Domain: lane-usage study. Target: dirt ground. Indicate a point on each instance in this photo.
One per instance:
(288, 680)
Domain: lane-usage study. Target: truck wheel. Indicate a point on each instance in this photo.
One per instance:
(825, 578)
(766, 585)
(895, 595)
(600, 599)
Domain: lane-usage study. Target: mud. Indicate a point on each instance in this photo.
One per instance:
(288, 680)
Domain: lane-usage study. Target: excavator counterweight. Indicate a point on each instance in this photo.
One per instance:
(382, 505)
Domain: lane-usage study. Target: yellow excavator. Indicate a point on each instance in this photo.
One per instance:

########################################

→ Task prompt:
Lines in the material above that contain "Domain": how many are there? Reply with the number only.

→ Solution for this problem:
5